AIM OF THE EXERCISE -
All lines below must be repeated exactly, with the pictures omitted.

INFORMATION GIVEN -
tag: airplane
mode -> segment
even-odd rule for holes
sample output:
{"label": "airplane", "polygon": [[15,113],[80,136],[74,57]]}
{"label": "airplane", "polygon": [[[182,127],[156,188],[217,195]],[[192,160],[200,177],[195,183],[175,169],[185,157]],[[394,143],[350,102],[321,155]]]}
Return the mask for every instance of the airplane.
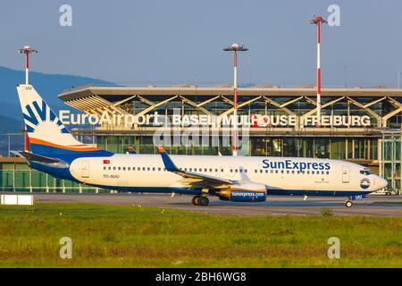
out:
{"label": "airplane", "polygon": [[345,206],[387,186],[360,164],[332,159],[113,154],[77,140],[31,85],[17,86],[29,150],[17,154],[50,175],[121,192],[210,196],[235,202],[263,202],[270,195],[347,198]]}

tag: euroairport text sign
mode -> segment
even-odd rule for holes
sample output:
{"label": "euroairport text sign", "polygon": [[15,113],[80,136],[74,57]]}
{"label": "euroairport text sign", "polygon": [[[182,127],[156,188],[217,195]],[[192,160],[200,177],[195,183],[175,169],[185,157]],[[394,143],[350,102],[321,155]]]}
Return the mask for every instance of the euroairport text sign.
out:
{"label": "euroairport text sign", "polygon": [[[231,126],[234,122],[234,115],[210,115],[189,114],[182,115],[173,114],[170,116],[158,114],[119,114],[115,112],[104,111],[102,114],[72,114],[69,110],[61,110],[59,118],[67,125],[112,125],[112,126],[208,126],[225,127]],[[250,114],[238,115],[238,126],[251,128],[274,128],[274,127],[297,127],[316,126],[318,118],[316,115],[264,115]],[[370,116],[367,115],[322,115],[320,125],[322,127],[369,127]]]}

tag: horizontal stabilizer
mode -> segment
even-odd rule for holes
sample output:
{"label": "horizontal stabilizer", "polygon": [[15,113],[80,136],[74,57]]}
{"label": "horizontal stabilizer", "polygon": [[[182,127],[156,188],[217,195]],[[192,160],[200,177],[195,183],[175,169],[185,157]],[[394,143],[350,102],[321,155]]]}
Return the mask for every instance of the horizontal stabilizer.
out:
{"label": "horizontal stabilizer", "polygon": [[45,156],[41,156],[41,155],[38,155],[38,154],[34,154],[31,152],[27,152],[27,151],[12,151],[13,154],[20,156],[20,157],[24,157],[26,158],[28,161],[36,161],[36,162],[39,162],[39,163],[46,163],[46,164],[52,164],[52,163],[59,163],[60,160],[56,159],[56,158],[50,158],[50,157],[46,157]]}

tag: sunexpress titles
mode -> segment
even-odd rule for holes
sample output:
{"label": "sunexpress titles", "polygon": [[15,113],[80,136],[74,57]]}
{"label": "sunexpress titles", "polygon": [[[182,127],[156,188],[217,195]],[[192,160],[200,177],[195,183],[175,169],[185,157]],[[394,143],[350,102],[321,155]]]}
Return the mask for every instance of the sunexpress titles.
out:
{"label": "sunexpress titles", "polygon": [[295,162],[292,160],[271,161],[268,159],[264,159],[263,168],[298,170],[300,172],[305,170],[328,171],[331,169],[331,165],[330,163]]}

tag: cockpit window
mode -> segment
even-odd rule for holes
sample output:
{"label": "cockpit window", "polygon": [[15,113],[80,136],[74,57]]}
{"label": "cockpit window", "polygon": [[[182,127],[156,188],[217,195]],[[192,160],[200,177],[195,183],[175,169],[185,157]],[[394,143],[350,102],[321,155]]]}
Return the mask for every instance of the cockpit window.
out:
{"label": "cockpit window", "polygon": [[371,175],[373,173],[373,172],[369,168],[364,168],[364,169],[360,170],[360,173],[363,175]]}

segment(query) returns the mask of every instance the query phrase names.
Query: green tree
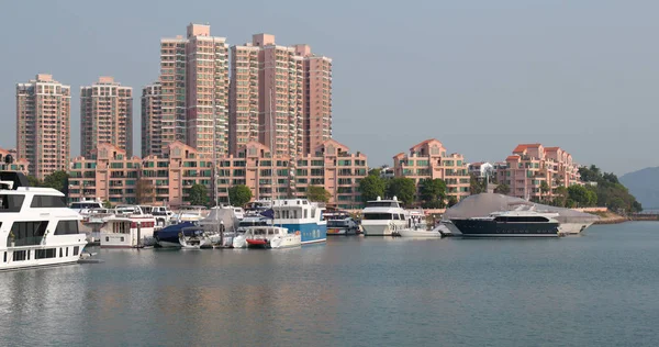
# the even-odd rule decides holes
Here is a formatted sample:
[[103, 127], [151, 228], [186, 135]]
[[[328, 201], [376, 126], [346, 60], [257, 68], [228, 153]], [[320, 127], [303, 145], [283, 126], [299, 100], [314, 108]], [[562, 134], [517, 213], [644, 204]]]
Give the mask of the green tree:
[[487, 179], [479, 179], [476, 175], [469, 177], [469, 193], [471, 195], [484, 193], [488, 191]]
[[443, 209], [446, 204], [446, 182], [442, 179], [424, 179], [418, 182], [418, 192], [424, 209]]
[[64, 170], [55, 171], [44, 178], [42, 187], [54, 188], [68, 195], [68, 174]]
[[456, 198], [455, 195], [448, 197], [448, 206], [449, 208], [453, 208], [456, 203], [458, 203], [458, 198]]
[[30, 187], [40, 187], [41, 182], [38, 181], [38, 179], [34, 176], [27, 176], [27, 184], [30, 184]]
[[192, 205], [206, 206], [210, 203], [209, 189], [203, 184], [194, 184], [190, 187], [190, 194], [188, 201]]
[[306, 188], [306, 199], [315, 202], [330, 202], [332, 194], [321, 186], [309, 186]]
[[252, 200], [252, 189], [245, 184], [236, 184], [228, 189], [228, 200], [234, 206], [243, 206]]
[[414, 195], [416, 194], [414, 180], [406, 177], [393, 178], [389, 182], [387, 194], [392, 198], [396, 197], [404, 205], [412, 205], [414, 203]]
[[502, 183], [502, 184], [496, 186], [496, 188], [494, 189], [494, 192], [505, 195], [511, 192], [511, 188], [506, 183]]
[[387, 183], [380, 175], [369, 175], [359, 181], [359, 192], [361, 193], [361, 201], [367, 202], [383, 198], [387, 189]]
[[138, 204], [154, 203], [156, 200], [156, 189], [150, 180], [141, 178], [135, 183], [135, 200]]

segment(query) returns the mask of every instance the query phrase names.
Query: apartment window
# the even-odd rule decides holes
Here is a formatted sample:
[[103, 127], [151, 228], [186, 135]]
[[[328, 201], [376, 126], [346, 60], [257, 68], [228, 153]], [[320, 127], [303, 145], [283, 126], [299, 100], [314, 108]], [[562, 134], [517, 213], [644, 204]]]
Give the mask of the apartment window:
[[23, 261], [27, 259], [26, 250], [14, 250], [13, 251], [13, 261]]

WRITTEN ANSWER -
tag: airplane
mode -> segment
even-odd rule for holes
sample output:
{"label": "airplane", "polygon": [[15,113],[80,136],[74,57]]}
{"label": "airplane", "polygon": [[[182,127],[156,188],[217,195]],[[192,160],[200,177],[195,183],[175,169],[185,157]],[[394,143],[350,102],[321,155]]]}
Return the mask for every instance of the airplane.
out:
{"label": "airplane", "polygon": [[345,206],[387,186],[360,164],[332,159],[113,154],[77,140],[31,85],[17,86],[29,150],[17,154],[50,175],[121,192],[210,196],[235,202],[263,202],[270,195],[347,198]]}

tag: euroairport text sign
mode -> segment
even-odd rule for holes
sample output:
{"label": "euroairport text sign", "polygon": [[15,113],[80,136],[74,57]]}
{"label": "euroairport text sign", "polygon": [[[182,127],[156,188],[217,195]],[[192,160],[200,177],[195,183],[175,169],[185,157]],[[394,143],[350,102],[321,155]]]}
Return the mask for every instance of the euroairport text sign.
out:
{"label": "euroairport text sign", "polygon": [[[231,126],[234,122],[234,115],[210,115],[189,114],[182,115],[173,114],[170,116],[158,114],[119,114],[115,112],[104,111],[102,114],[72,114],[69,110],[61,110],[59,118],[67,125],[112,125],[112,126],[208,126],[225,127]],[[250,114],[238,115],[238,126],[251,128],[274,128],[274,127],[297,127],[316,126],[318,118],[316,115],[264,115]],[[370,116],[367,115],[322,115],[320,125],[322,127],[369,127]]]}

tag: horizontal stabilizer
mode -> segment
even-odd rule for holes
sample output:
{"label": "horizontal stabilizer", "polygon": [[15,113],[80,136],[74,57]]}
{"label": "horizontal stabilizer", "polygon": [[[182,127],[156,188],[217,195]],[[192,160],[200,177],[195,183],[175,169],[185,157]],[[394,143],[350,102],[321,155]]]}
Return the mask for every instance of the horizontal stabilizer.
out:
{"label": "horizontal stabilizer", "polygon": [[45,156],[41,156],[41,155],[38,155],[38,154],[34,154],[31,152],[27,152],[27,151],[12,151],[13,154],[20,156],[20,157],[24,157],[26,158],[28,161],[36,161],[36,162],[39,162],[39,163],[46,163],[46,164],[52,164],[52,163],[59,163],[60,160],[56,159],[56,158],[50,158],[50,157],[46,157]]}

tag: sunexpress titles
mode -> segment
even-odd rule for holes
sample output:
{"label": "sunexpress titles", "polygon": [[15,113],[80,136],[74,57]]}
{"label": "sunexpress titles", "polygon": [[[182,127],[156,188],[217,195]],[[192,160],[200,177],[195,183],[175,169],[185,157]],[[394,143],[350,102],[321,155]]]}
Return the mask for every instance of the sunexpress titles.
out:
{"label": "sunexpress titles", "polygon": [[295,162],[292,160],[271,161],[268,159],[264,159],[263,168],[298,170],[300,172],[305,170],[328,171],[331,169],[331,165],[330,163]]}

tag: cockpit window
mode -> segment
even-odd rule for holes
sample output:
{"label": "cockpit window", "polygon": [[15,113],[80,136],[74,57]]}
{"label": "cockpit window", "polygon": [[[182,127],[156,188],[217,195]],[[192,160],[200,177],[195,183],[175,169],[185,157]],[[394,143],[350,102],[321,155]]]}
Return the mask for every instance of the cockpit window.
out:
{"label": "cockpit window", "polygon": [[371,175],[373,173],[373,172],[369,168],[364,168],[364,169],[360,170],[360,173],[363,175]]}

segment(query) returns the mask of every instance the query phrase names.
Query: green tree
# the even-odd rule decides holes
Here is a formatted sample:
[[103, 127], [151, 228], [186, 135]]
[[[328, 201], [376, 126], [346, 60], [257, 68], [228, 153]], [[320, 127], [303, 145], [283, 126], [299, 100], [314, 108]], [[562, 134], [517, 213], [644, 204]]]
Give the mask of the green tree:
[[487, 179], [479, 179], [476, 175], [469, 177], [469, 193], [471, 195], [484, 193], [488, 191]]
[[443, 209], [446, 204], [446, 182], [442, 179], [424, 179], [418, 182], [418, 192], [424, 209]]
[[64, 170], [55, 171], [44, 178], [42, 187], [54, 188], [68, 195], [68, 174]]
[[456, 198], [455, 195], [448, 197], [448, 206], [449, 208], [453, 208], [456, 203], [458, 203], [458, 198]]
[[30, 187], [40, 187], [41, 182], [38, 181], [38, 179], [34, 176], [27, 176], [27, 184], [30, 184]]
[[192, 205], [206, 206], [210, 203], [209, 189], [203, 184], [194, 184], [190, 187], [190, 194], [188, 201]]
[[306, 188], [306, 199], [315, 202], [330, 202], [332, 194], [321, 186], [309, 186]]
[[252, 200], [252, 189], [245, 184], [236, 184], [228, 189], [228, 200], [234, 206], [243, 206]]
[[414, 195], [416, 194], [414, 180], [406, 177], [393, 178], [389, 182], [387, 194], [392, 198], [396, 197], [404, 205], [412, 205], [414, 203]]
[[502, 183], [502, 184], [496, 186], [496, 188], [494, 189], [494, 192], [505, 195], [511, 192], [511, 188], [506, 183]]
[[387, 183], [380, 175], [369, 175], [359, 181], [359, 192], [361, 193], [361, 201], [367, 202], [383, 198], [387, 189]]
[[138, 204], [154, 203], [156, 200], [156, 189], [150, 180], [141, 178], [135, 183], [135, 200]]

segment(query) returns the mask of every instance the query phrase names.
Query: apartment window
# the even-odd rule decides holes
Here is a formatted sample:
[[103, 127], [151, 228], [186, 135]]
[[[328, 201], [376, 126], [346, 60], [257, 68], [228, 153]], [[320, 127], [303, 145], [283, 126], [299, 100], [314, 108]], [[562, 134], [517, 213], [644, 204]]]
Give the mask of the apartment window:
[[23, 261], [27, 259], [26, 250], [14, 250], [13, 251], [13, 261]]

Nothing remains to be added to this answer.